## What is asked
Return every line of the material exactly.
_ _ _
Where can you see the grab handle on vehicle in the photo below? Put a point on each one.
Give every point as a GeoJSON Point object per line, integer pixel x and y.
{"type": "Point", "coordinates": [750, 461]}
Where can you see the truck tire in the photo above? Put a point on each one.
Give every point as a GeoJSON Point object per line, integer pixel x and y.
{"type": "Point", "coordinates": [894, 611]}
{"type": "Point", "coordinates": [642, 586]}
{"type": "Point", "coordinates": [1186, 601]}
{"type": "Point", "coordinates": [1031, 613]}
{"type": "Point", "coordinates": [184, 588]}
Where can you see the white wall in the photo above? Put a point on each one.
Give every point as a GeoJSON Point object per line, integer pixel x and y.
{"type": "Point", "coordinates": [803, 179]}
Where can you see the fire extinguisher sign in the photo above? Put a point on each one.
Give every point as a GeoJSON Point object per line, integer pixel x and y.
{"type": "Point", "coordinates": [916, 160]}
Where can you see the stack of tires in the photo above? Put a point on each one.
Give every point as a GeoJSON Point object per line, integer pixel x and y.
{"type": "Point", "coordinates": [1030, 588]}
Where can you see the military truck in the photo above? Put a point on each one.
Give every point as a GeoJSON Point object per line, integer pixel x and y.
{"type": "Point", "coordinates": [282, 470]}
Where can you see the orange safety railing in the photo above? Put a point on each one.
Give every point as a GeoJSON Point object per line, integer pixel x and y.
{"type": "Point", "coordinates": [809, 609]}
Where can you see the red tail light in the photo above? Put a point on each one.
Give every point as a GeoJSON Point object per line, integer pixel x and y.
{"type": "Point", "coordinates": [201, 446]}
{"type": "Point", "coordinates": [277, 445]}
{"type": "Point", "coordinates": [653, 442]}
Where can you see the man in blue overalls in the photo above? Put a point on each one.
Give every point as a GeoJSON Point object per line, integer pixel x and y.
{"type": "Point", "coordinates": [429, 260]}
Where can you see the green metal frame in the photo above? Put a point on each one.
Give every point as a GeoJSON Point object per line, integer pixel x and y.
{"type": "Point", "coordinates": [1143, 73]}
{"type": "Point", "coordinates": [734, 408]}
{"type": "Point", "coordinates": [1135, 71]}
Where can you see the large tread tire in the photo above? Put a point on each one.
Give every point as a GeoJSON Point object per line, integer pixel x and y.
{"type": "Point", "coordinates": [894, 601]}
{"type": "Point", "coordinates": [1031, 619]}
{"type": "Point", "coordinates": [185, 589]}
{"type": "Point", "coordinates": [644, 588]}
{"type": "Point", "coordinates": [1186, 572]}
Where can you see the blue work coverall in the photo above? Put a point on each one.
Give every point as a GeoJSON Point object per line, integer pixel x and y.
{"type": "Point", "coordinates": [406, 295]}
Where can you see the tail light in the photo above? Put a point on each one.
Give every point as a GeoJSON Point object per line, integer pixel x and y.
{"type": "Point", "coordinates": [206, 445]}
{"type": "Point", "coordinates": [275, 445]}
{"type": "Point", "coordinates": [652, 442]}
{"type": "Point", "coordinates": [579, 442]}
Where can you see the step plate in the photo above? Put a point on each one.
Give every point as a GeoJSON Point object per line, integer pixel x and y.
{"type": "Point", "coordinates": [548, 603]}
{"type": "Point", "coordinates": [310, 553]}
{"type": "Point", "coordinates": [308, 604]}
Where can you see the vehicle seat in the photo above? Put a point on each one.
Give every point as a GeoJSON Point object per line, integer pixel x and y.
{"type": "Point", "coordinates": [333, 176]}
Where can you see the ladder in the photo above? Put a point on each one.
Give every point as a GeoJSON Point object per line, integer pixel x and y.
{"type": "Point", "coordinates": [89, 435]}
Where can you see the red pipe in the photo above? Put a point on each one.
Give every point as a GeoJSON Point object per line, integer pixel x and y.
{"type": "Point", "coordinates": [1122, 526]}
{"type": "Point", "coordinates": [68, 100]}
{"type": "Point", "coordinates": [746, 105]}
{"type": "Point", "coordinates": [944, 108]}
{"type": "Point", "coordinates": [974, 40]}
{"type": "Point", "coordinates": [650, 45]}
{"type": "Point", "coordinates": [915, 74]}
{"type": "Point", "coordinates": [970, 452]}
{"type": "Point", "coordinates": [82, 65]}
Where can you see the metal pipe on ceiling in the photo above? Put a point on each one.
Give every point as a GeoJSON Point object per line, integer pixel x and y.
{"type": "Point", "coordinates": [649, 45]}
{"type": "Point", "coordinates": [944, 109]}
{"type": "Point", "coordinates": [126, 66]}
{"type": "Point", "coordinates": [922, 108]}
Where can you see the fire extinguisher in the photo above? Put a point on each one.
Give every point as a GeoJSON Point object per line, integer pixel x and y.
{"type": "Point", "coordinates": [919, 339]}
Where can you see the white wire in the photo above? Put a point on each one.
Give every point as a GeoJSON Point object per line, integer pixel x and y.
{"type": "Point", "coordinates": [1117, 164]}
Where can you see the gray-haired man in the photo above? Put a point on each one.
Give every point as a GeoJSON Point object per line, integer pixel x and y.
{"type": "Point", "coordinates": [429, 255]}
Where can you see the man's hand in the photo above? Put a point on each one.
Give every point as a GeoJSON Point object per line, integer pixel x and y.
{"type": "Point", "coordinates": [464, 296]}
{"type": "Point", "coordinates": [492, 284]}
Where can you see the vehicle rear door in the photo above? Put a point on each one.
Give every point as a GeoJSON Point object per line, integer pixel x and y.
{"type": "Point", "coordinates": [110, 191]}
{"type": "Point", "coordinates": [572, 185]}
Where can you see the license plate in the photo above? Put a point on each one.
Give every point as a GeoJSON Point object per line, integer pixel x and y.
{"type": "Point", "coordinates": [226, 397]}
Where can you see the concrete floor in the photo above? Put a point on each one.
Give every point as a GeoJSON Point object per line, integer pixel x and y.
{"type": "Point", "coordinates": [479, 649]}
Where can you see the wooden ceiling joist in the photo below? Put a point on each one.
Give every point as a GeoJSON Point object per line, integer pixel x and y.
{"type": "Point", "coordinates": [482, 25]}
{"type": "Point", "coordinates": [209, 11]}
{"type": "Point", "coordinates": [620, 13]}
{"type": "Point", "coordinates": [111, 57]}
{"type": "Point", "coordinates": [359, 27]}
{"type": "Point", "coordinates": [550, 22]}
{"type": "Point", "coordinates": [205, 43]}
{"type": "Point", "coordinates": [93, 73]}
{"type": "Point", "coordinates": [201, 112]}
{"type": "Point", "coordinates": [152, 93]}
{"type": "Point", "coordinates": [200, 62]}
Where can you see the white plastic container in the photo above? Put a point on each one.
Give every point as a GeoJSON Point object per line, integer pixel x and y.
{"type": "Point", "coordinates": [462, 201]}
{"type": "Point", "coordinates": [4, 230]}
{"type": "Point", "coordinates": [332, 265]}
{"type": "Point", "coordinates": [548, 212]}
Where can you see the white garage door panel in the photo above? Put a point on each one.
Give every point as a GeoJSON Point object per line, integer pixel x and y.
_ _ _
## Expected answer
Where can you see the grab handle on vehicle in the photo below? Put a point on each one.
Give every point as a GeoJSON Point object per line, integer pixel x and y.
{"type": "Point", "coordinates": [750, 461]}
Where can you see the truck tire in the photo above? Put a point on each one.
Give every point as a GeoJSON Point object per line, integer pixel x and y.
{"type": "Point", "coordinates": [894, 611]}
{"type": "Point", "coordinates": [642, 586]}
{"type": "Point", "coordinates": [1186, 601]}
{"type": "Point", "coordinates": [1031, 613]}
{"type": "Point", "coordinates": [184, 588]}
Where can you see the white wall in the photo above? Put a point on each one.
Give every point as a GeoJSON Point object per line, integer pixel x and y.
{"type": "Point", "coordinates": [803, 179]}
Where can you see the fire extinguisher sign in the photo above? Put a point on each one.
Give every point as a GeoJSON Point object per line, integer pixel x and y.
{"type": "Point", "coordinates": [916, 160]}
Where can you see the stack of tires in the photo above? Put a point on each one.
Give every point as a GeoJSON Point object per line, integer pixel x and y.
{"type": "Point", "coordinates": [1030, 588]}
Where can you see the military truck in the photo above? Put a point on each one.
Give every point as a GeoJSON Point object per line, integer pixel x and y.
{"type": "Point", "coordinates": [282, 470]}
Where can you see the orange safety railing in the photo above? Put a point on each one.
Give every point as a GeoJSON Point object per line, integer pixel x and y.
{"type": "Point", "coordinates": [809, 609]}
Where can you see the red tail light in the photo above? Put a point on each one.
Give every point as a GeoJSON Point object per line, integer pixel x and y.
{"type": "Point", "coordinates": [201, 446]}
{"type": "Point", "coordinates": [277, 445]}
{"type": "Point", "coordinates": [653, 442]}
Where can you see the man in blue overalls in the photo above? Put a point on each one.
Give every point as a GeoJSON Point object per line, integer pixel x and y.
{"type": "Point", "coordinates": [429, 260]}
Where can you see the green metal frame in the photo above? Put a point on each one.
Give every point as a GeoJSON Point object per line, integer pixel x and y.
{"type": "Point", "coordinates": [1143, 73]}
{"type": "Point", "coordinates": [734, 408]}
{"type": "Point", "coordinates": [1135, 71]}
Where can you see the large tread tire in the photo above? Put a point on each one.
Give every point as a GeoJSON Point object per line, integer pixel x and y.
{"type": "Point", "coordinates": [894, 601]}
{"type": "Point", "coordinates": [1031, 619]}
{"type": "Point", "coordinates": [185, 589]}
{"type": "Point", "coordinates": [644, 588]}
{"type": "Point", "coordinates": [1186, 572]}
Where can you see the blue work coverall in the photo above? Put a point on each one.
Give every point as a GeoJSON Point object per line, integer pixel x and y.
{"type": "Point", "coordinates": [406, 295]}
Where can you see the tail light in the photo above? Put a point on each one.
Give every point as a GeoJSON Point object per line, integer pixel x and y.
{"type": "Point", "coordinates": [206, 445]}
{"type": "Point", "coordinates": [275, 445]}
{"type": "Point", "coordinates": [652, 442]}
{"type": "Point", "coordinates": [579, 442]}
Where can you see the step plate in the photo above? Put a point on each one.
Give every point as a GeoJSON Point object per line, integer pixel x and y.
{"type": "Point", "coordinates": [548, 603]}
{"type": "Point", "coordinates": [310, 553]}
{"type": "Point", "coordinates": [308, 604]}
Where can you see the vehicle seat in the photo above? Put a point on each one.
Give every point as a GeoJSON Point object per line, integer pixel x and y.
{"type": "Point", "coordinates": [333, 176]}
Where can you see the ladder in the photo above? Put a point on each one.
Give every point as a GeoJSON Point object per line, integer pixel x and y.
{"type": "Point", "coordinates": [89, 435]}
Where can you see the red pipe in the photo above? Put a point on each one.
Give every point as a GeoJSON Point object per line, integer pixel x and y.
{"type": "Point", "coordinates": [1122, 526]}
{"type": "Point", "coordinates": [68, 100]}
{"type": "Point", "coordinates": [746, 105]}
{"type": "Point", "coordinates": [944, 108]}
{"type": "Point", "coordinates": [974, 40]}
{"type": "Point", "coordinates": [650, 45]}
{"type": "Point", "coordinates": [915, 74]}
{"type": "Point", "coordinates": [970, 452]}
{"type": "Point", "coordinates": [82, 65]}
Where can you see the metal pipe on ceiling in the photo above? Put a point on each one.
Give every point as a GeoJSON Point object per line, integer pixel x and y.
{"type": "Point", "coordinates": [649, 45]}
{"type": "Point", "coordinates": [944, 109]}
{"type": "Point", "coordinates": [126, 66]}
{"type": "Point", "coordinates": [922, 108]}
Where can you see the fire extinguisher in the photo above? Put a point on each one.
Give every point as a GeoJSON Point object per line, integer pixel x and y.
{"type": "Point", "coordinates": [919, 339]}
Where can you see the white wire in the photo above? Put a point on each one.
Give every point as a GeoJSON Point object per line, integer pixel x and y.
{"type": "Point", "coordinates": [1117, 164]}
Where can you see the gray-haired man in the photo above? Put a point on each one.
Give every point as a GeoJSON Point object per line, integer pixel x and y.
{"type": "Point", "coordinates": [429, 255]}
Where can you see the man's hand in the photo above? Put a point on each one.
Give every point as a GeoJSON Point object per line, integer pixel x and y.
{"type": "Point", "coordinates": [464, 296]}
{"type": "Point", "coordinates": [492, 284]}
Where can you see the vehicle rear door in the photo above? Put a point on each one.
Give every point as a GeoJSON Point object per line, integer pixel x and y.
{"type": "Point", "coordinates": [110, 191]}
{"type": "Point", "coordinates": [572, 185]}
Where can you see the license plate in the photo above? Put a point on each one.
Give every point as a GeoJSON Point object per line, integer pixel x and y.
{"type": "Point", "coordinates": [226, 397]}
Where can you see the concrete floor in the photo above? Put a point on each one.
Give every point as a GeoJSON Point object per line, integer pixel x and y.
{"type": "Point", "coordinates": [479, 649]}
Where can you see the wooden ceiling joist in the photo below? Put a point on each one.
Give every point as a GeoJSON Point object per line, integer pixel x and y.
{"type": "Point", "coordinates": [482, 25]}
{"type": "Point", "coordinates": [209, 11]}
{"type": "Point", "coordinates": [620, 13]}
{"type": "Point", "coordinates": [111, 57]}
{"type": "Point", "coordinates": [359, 27]}
{"type": "Point", "coordinates": [550, 22]}
{"type": "Point", "coordinates": [205, 43]}
{"type": "Point", "coordinates": [93, 73]}
{"type": "Point", "coordinates": [201, 112]}
{"type": "Point", "coordinates": [152, 93]}
{"type": "Point", "coordinates": [200, 62]}
Where can you see the white plastic container in the photo above? Put a point on each one.
Give every point as a GeoJSON Point object per line, integer pixel x and y.
{"type": "Point", "coordinates": [462, 201]}
{"type": "Point", "coordinates": [4, 230]}
{"type": "Point", "coordinates": [332, 265]}
{"type": "Point", "coordinates": [548, 212]}
Where can you see the white garage door panel in the photo above? Put a point on each one.
Give every point as a GeoJSON Point object per line, integer pixel x and y.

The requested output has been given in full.